[Dataset excerpt]
===============

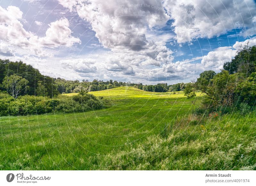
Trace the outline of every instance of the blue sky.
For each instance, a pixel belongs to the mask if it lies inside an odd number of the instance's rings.
[[[0,55],[67,79],[188,82],[256,44],[254,1],[0,1]]]

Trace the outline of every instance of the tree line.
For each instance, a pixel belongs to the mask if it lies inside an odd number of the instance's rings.
[[[67,80],[42,74],[38,69],[21,61],[12,62],[0,59],[0,90],[7,91],[15,98],[20,95],[54,97],[60,93],[88,92],[123,86],[132,86],[149,92],[165,92],[183,91],[187,84],[168,85],[167,83],[143,85],[112,79],[104,81],[94,79]]]
[[[203,72],[184,90],[188,98],[199,91],[205,95],[198,112],[229,112],[238,108],[242,113],[251,111],[256,101],[256,46],[241,47],[220,72]]]

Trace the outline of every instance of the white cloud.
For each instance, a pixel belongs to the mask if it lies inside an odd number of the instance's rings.
[[[256,33],[253,1],[166,0],[164,6],[174,20],[172,25],[178,43],[211,38],[235,28],[251,29],[241,33],[244,36]]]
[[[4,53],[2,50],[4,45],[8,46],[12,52],[17,51],[20,55],[51,56],[52,55],[50,50],[44,47],[69,47],[75,43],[81,43],[79,38],[71,35],[69,23],[66,18],[51,23],[45,36],[39,37],[24,28],[21,23],[22,14],[17,7],[10,6],[5,9],[0,6],[0,42],[2,46],[0,52],[2,53]]]
[[[60,63],[65,69],[73,69],[79,73],[89,73],[97,71],[97,67],[94,65],[96,62],[95,59],[87,58],[64,60]]]
[[[67,18],[62,18],[51,23],[45,33],[45,36],[40,38],[39,41],[45,46],[56,48],[60,46],[72,47],[75,43],[81,43],[78,38],[72,36],[68,28],[69,23]]]
[[[38,25],[38,26],[41,26],[43,24],[43,23],[41,21],[35,21],[35,23],[36,23],[36,25]]]

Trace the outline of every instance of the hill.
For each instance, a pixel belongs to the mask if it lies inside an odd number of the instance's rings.
[[[0,117],[1,169],[255,169],[252,115],[192,114],[201,96],[126,87],[90,93],[111,106]]]

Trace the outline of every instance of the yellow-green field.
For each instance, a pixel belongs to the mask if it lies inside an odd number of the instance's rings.
[[[0,169],[255,168],[254,116],[192,115],[199,93],[189,100],[127,87],[90,93],[103,96],[106,108],[0,117]]]

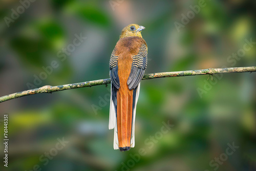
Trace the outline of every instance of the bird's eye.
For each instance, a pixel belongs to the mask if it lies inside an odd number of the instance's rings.
[[[130,30],[132,30],[132,31],[134,31],[135,30],[135,27],[134,26],[131,26],[131,27],[130,28]]]

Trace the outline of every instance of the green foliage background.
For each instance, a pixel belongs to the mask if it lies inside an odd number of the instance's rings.
[[[109,78],[110,55],[121,29],[131,23],[146,27],[142,34],[148,46],[146,73],[255,66],[255,46],[239,60],[228,60],[235,59],[229,56],[243,48],[245,39],[256,41],[255,1],[206,1],[206,6],[178,32],[175,22],[181,23],[181,14],[198,3],[124,0],[113,11],[108,1],[37,0],[8,27],[4,17],[20,4],[1,1],[0,96],[27,90],[34,75],[53,60],[59,67],[37,87]],[[61,61],[58,52],[81,33],[86,40]],[[1,170],[31,170],[36,164],[48,171],[214,170],[217,167],[209,162],[233,142],[239,148],[218,170],[256,170],[255,74],[207,78],[142,81],[136,145],[125,153],[113,149],[114,132],[108,130],[109,86],[0,103],[0,119],[9,114],[10,139],[8,167],[1,162]],[[206,82],[215,84],[200,97],[198,88],[206,88]],[[168,121],[172,129],[153,146],[145,143]],[[62,137],[69,143],[45,165],[40,156]],[[146,155],[124,168],[141,148]],[[3,159],[2,149],[1,143]]]

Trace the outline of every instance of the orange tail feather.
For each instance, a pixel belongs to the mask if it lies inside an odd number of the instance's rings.
[[[128,89],[128,88],[127,88]],[[121,151],[131,148],[133,121],[133,90],[117,91],[117,134]]]

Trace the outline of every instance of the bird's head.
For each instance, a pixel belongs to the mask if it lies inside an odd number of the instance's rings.
[[[139,26],[135,24],[132,24],[123,28],[121,32],[119,38],[121,38],[129,36],[142,37],[141,32],[144,29],[145,29],[145,27],[143,26]]]

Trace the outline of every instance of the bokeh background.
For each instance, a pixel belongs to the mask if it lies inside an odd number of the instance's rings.
[[[121,29],[131,23],[146,27],[142,34],[148,46],[147,73],[256,66],[255,45],[239,60],[229,57],[243,48],[245,39],[256,41],[254,0],[205,1],[205,7],[179,32],[175,22],[181,23],[181,15],[198,1],[116,3],[113,10],[109,1],[36,0],[8,27],[5,17],[10,17],[12,9],[21,4],[0,1],[0,96],[29,89],[28,83],[34,84],[35,77],[45,72],[42,67],[53,61],[58,67],[36,87],[109,78],[110,55]],[[76,34],[87,38],[65,59],[58,56]],[[255,73],[215,76],[212,81],[208,77],[142,81],[136,145],[125,153],[114,150],[114,132],[108,129],[109,86],[1,103],[0,139],[3,115],[8,114],[10,141],[8,168],[0,144],[0,169],[255,170]],[[211,86],[200,96],[199,88],[204,90],[206,82]],[[153,145],[145,142],[168,121],[174,126],[167,133]],[[47,164],[40,161],[62,137],[67,145]],[[239,147],[226,161],[218,168],[209,165],[232,143]],[[146,155],[133,159],[141,148]]]

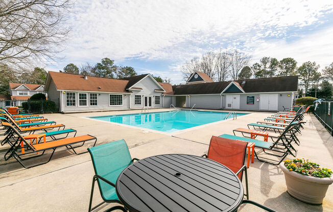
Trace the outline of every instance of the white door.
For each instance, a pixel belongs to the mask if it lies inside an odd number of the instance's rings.
[[[240,95],[226,95],[226,108],[228,109],[239,109],[241,103]]]
[[[269,94],[269,96],[268,97],[269,111],[277,111],[278,98],[278,94]]]
[[[260,94],[260,110],[277,111],[278,94]]]

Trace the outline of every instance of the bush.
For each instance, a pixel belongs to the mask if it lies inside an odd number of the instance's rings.
[[[34,101],[34,100],[40,100],[41,99],[42,100],[45,100],[46,99],[46,97],[45,96],[45,94],[43,93],[36,93],[36,94],[34,94],[31,97],[30,97],[30,100],[31,101]]]
[[[313,105],[314,101],[317,99],[317,98],[307,96],[306,97],[298,98],[296,99],[295,102],[296,104],[307,107]]]
[[[58,112],[57,105],[55,102],[47,100],[25,101],[22,103],[22,107],[25,111],[33,113],[54,113]]]

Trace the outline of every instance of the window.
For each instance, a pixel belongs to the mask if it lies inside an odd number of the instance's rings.
[[[110,105],[122,105],[123,95],[119,94],[110,94]]]
[[[90,105],[97,105],[97,94],[91,93],[90,94]]]
[[[141,95],[136,95],[135,100],[134,101],[135,104],[141,104]]]
[[[155,96],[155,104],[159,104],[159,96]]]
[[[246,97],[246,104],[254,104],[254,96],[247,96]]]
[[[18,95],[21,96],[28,96],[28,91],[18,91]]]
[[[67,106],[75,106],[75,93],[66,93]]]
[[[87,106],[87,94],[79,94],[79,106]]]

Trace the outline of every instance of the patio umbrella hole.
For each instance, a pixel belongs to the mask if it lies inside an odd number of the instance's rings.
[[[180,177],[181,175],[181,174],[179,172],[176,172],[176,173],[175,173],[175,176],[176,176],[176,177]]]

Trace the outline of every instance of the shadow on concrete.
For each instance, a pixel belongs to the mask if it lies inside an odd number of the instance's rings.
[[[264,204],[273,209],[278,209],[279,211],[291,211],[293,208],[297,208],[298,211],[323,211],[322,205],[312,205],[301,202],[290,196],[287,191],[277,197],[267,199]]]

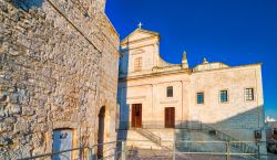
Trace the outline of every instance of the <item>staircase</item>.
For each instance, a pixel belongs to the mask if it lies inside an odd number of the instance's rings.
[[[135,131],[138,132],[140,135],[142,135],[143,137],[147,138],[152,142],[154,142],[155,145],[161,147],[161,145],[162,145],[161,137],[156,136],[155,134],[151,132],[147,129],[136,128]]]
[[[219,130],[216,130],[215,128],[213,128],[208,125],[204,125],[203,128],[204,129],[202,130],[202,132],[208,134],[211,137],[219,139],[222,141],[239,141],[239,140],[235,139],[234,137],[232,137],[225,132],[222,132]],[[211,134],[211,130],[213,131],[213,134]],[[230,147],[233,147],[233,148],[235,148],[244,153],[254,153],[253,157],[258,158],[258,153],[259,153],[258,149],[256,149],[249,145],[246,145],[243,142],[236,142],[236,143],[230,143]]]
[[[248,156],[245,156],[247,157],[248,159],[253,159],[253,160],[256,160],[258,159],[258,153],[259,153],[259,150],[256,149],[255,147],[253,146],[249,146],[249,145],[246,145],[244,142],[239,142],[240,140],[223,132],[223,131],[219,131],[217,129],[215,129],[214,127],[212,126],[208,126],[208,125],[204,125],[202,124],[202,128],[201,129],[197,129],[197,130],[189,130],[189,131],[194,131],[194,132],[198,132],[198,134],[204,134],[205,136],[208,136],[213,139],[216,139],[216,140],[220,140],[220,141],[234,141],[233,143],[230,142],[229,146],[232,149],[235,149],[237,150],[238,152],[242,152],[242,153],[250,153]],[[196,135],[195,134],[195,135]],[[184,132],[181,132],[181,140],[183,141],[194,141],[191,139],[191,136],[188,136],[189,134],[185,135]],[[195,136],[194,135],[194,136]],[[197,138],[197,137],[196,137]],[[204,143],[203,143],[204,146]],[[203,150],[203,147],[201,147],[201,145],[196,143],[184,143],[183,146],[179,146],[181,148],[185,149],[185,150],[189,150],[189,151],[196,151],[196,152],[203,152],[205,150]],[[205,148],[205,147],[204,147]]]

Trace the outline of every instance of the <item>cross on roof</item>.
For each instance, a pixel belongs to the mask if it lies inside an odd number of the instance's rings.
[[[142,22],[140,22],[138,24],[137,24],[137,26],[138,26],[138,29],[142,29]]]

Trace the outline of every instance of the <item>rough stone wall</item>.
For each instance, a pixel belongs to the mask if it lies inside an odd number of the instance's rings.
[[[116,108],[119,35],[104,0],[0,8],[0,159],[52,152],[59,128],[74,130],[74,147],[95,143],[101,106]],[[114,125],[105,130],[105,141],[116,137]]]

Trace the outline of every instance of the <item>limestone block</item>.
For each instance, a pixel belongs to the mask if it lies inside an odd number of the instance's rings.
[[[21,114],[21,106],[18,104],[10,104],[9,113],[10,114]]]

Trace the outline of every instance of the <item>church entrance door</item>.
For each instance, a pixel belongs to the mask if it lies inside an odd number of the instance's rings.
[[[174,107],[165,107],[164,120],[165,120],[165,128],[175,127],[175,108]]]
[[[142,104],[132,105],[132,127],[142,128]]]

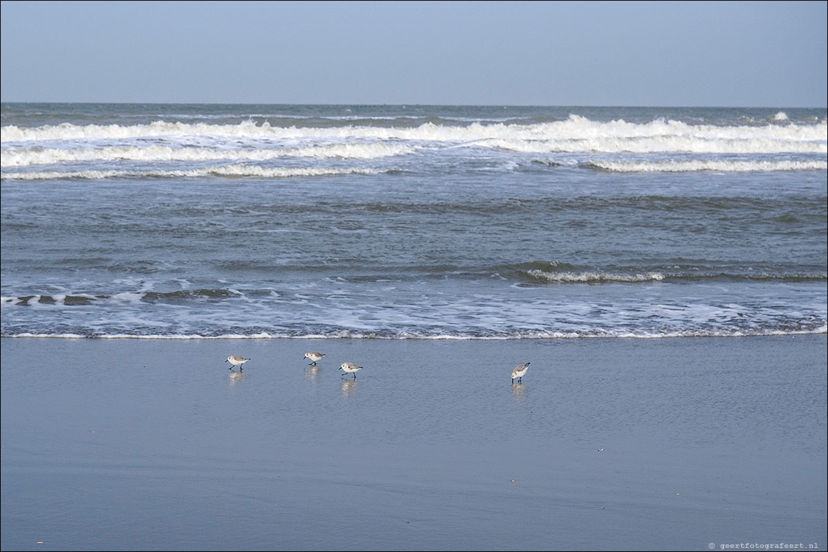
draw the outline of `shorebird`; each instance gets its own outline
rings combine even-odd
[[[527,362],[526,364],[521,364],[520,366],[516,366],[515,369],[512,371],[512,383],[515,382],[515,378],[518,378],[518,383],[523,382],[523,377],[526,376],[526,371],[529,369],[529,364],[531,362]]]
[[[339,370],[344,370],[346,374],[354,374],[354,379],[357,378],[357,370],[362,370],[361,366],[357,366],[351,362],[343,362]]]
[[[316,353],[315,351],[311,351],[310,353],[306,353],[305,356],[302,357],[302,359],[304,360],[305,358],[310,358],[313,362],[310,362],[308,366],[310,366],[310,364],[316,366],[316,361],[322,360],[322,357],[324,356],[325,356],[324,353]]]
[[[238,366],[239,370],[242,370],[242,364],[250,360],[249,358],[242,358],[241,357],[237,357],[234,354],[231,354],[227,358],[225,362],[229,362],[233,366]],[[230,370],[233,370],[233,366],[230,367]]]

===============

Copy out the lines of the records from the line containing "Trace the outline of every instance of the <item>rough" through the end of the records, inclusive, keeping each line unchanged. Leave the picture markers out of your answer.

Trace the outline of every instance of the <item>rough stone wall</item>.
For each instance, a pixel belongs to the mask if it lies inside an odd number of the instance's rings.
[[[116,108],[119,35],[104,0],[0,8],[0,159],[52,152],[59,128],[74,130],[74,147],[95,143],[101,106]],[[114,125],[105,130],[105,141],[116,137]]]

Trace the outline of every instance of the <item>limestone block</item>.
For each instance, a pixel belongs to the mask if it lies inside an odd number of the instance's rings.
[[[21,114],[21,106],[18,104],[10,104],[9,113],[10,114]]]

Trace the outline of every instance of the <item>church entrance door</item>.
For each instance, a pixel belongs to the mask if it lies inside an odd number of the instance's rings.
[[[174,107],[165,107],[164,120],[165,120],[165,128],[175,127],[175,108]]]
[[[142,104],[132,105],[132,127],[142,128]]]

draw the outline of `shorebird`; each instance gets its own outline
rings combine even-odd
[[[527,362],[526,364],[521,364],[520,366],[516,366],[515,369],[512,371],[512,383],[515,382],[515,378],[518,378],[518,383],[523,382],[523,377],[526,376],[526,371],[529,369],[529,364],[531,362]]]
[[[339,370],[344,370],[346,374],[354,374],[354,379],[357,378],[357,370],[362,370],[361,366],[357,366],[351,362],[343,362]]]
[[[316,353],[315,351],[311,351],[310,353],[306,353],[305,356],[302,357],[302,359],[304,360],[305,358],[310,358],[313,362],[310,362],[308,366],[310,366],[310,364],[316,366],[316,361],[322,360],[322,357],[324,356],[325,356],[324,353]]]
[[[238,366],[239,370],[242,370],[242,364],[250,360],[249,358],[242,358],[241,357],[237,357],[234,354],[231,354],[227,358],[225,362],[229,362],[233,366]],[[230,370],[233,370],[233,366],[230,367]]]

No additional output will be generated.